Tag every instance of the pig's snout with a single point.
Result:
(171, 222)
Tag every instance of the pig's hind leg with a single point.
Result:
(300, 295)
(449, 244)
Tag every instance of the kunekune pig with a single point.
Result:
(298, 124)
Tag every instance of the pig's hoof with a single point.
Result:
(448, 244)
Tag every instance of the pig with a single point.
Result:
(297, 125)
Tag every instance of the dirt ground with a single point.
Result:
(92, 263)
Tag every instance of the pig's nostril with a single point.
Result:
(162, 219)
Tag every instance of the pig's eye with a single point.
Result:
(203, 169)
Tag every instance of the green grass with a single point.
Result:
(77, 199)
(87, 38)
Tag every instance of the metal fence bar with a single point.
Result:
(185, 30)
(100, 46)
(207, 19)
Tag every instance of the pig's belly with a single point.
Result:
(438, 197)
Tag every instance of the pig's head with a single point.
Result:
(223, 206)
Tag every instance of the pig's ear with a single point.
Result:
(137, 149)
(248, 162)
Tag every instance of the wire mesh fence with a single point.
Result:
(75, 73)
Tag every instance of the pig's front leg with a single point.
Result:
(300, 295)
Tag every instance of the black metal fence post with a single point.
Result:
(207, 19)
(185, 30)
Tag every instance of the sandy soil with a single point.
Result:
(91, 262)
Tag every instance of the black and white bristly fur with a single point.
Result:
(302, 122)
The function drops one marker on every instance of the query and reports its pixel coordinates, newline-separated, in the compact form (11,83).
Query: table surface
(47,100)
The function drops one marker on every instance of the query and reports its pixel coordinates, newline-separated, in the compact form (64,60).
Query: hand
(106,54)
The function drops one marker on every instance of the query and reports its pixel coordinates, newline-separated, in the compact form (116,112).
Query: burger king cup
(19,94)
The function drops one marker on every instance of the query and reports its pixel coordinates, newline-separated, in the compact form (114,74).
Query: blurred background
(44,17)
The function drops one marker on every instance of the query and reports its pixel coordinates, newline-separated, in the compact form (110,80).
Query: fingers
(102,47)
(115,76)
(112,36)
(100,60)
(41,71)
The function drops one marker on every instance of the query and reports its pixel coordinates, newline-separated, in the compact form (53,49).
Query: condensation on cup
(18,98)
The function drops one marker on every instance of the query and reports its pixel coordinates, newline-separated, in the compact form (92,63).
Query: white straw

——

Exercise directions: Print the complete listing again, exactly as it stands.

Written reply:
Tag every instance of the pig's snout with a single point.
Result:
(171, 222)
Tag every instance of the pig's hind leg with a single point.
Result:
(300, 295)
(449, 244)
Tag every instance of the kunekune pig with a single point.
Result:
(298, 124)
Tag every instance of the pig's hoof with a single point.
Result:
(448, 244)
Tag every instance of the pig with a single point.
Result:
(297, 125)
Tag every instance of the dirt ground with a single point.
Result:
(92, 263)
Tag every instance of the pig's nostril with a single point.
Result:
(162, 219)
Tag every instance of the pig's eye with a single point.
Result:
(203, 169)
Tag every instance of the green grass with a single point.
Result:
(77, 199)
(87, 38)
Tag every instance of the metal fence bar with a single point.
Result:
(185, 30)
(100, 46)
(207, 19)
Tag every instance of the pig's belly with a single point.
Result:
(438, 197)
Tag every instance of the pig's head with a single point.
Result:
(223, 206)
Tag every instance of the pig's ear with a single point.
Result:
(137, 149)
(248, 162)
Tag every instance of the wire mesh fence with a single point.
Result:
(75, 73)
Tag every instance of the pig's front leg with a single point.
Result:
(300, 295)
Tag every instance of the black metal fence post with a single point.
Result:
(207, 19)
(185, 30)
Tag every instance of the sandy soil with a single point.
Result:
(91, 262)
Tag every instance of the black and white bristly fur with a single point.
Result:
(302, 122)
The function drops one marker on every instance of the query and reports its pixel coordinates, newline-separated, in the compact form (11,83).
Query: table surface
(47,100)
The function drops one marker on every instance of the query and reports its pixel coordinates, newline-separated, in the compact form (64,60).
Query: hand
(106,54)
The function drops one marker on every instance of the query and reports its pixel coordinates, newline-separated, in the compact form (116,112).
Query: burger king cup
(19,94)
The function drops one marker on every instance of the query and reports its pixel coordinates, newline-separated, in the compact form (114,74).
Query: blurred background
(44,17)
The function drops one marker on every instance of the query and reports its pixel coordinates, newline-separated, in the compact form (110,80).
Query: fingers
(102,47)
(115,76)
(112,36)
(100,60)
(41,71)
The function drops one marker on every instance of the query and reports its pixel coordinates, newline-separated, in the compact form (53,49).
Query: condensation on cup
(18,98)
The function drops one marker on every instance of the query and reports its pixel coordinates, newline-separated, in the compact form (92,63).
Query: white straw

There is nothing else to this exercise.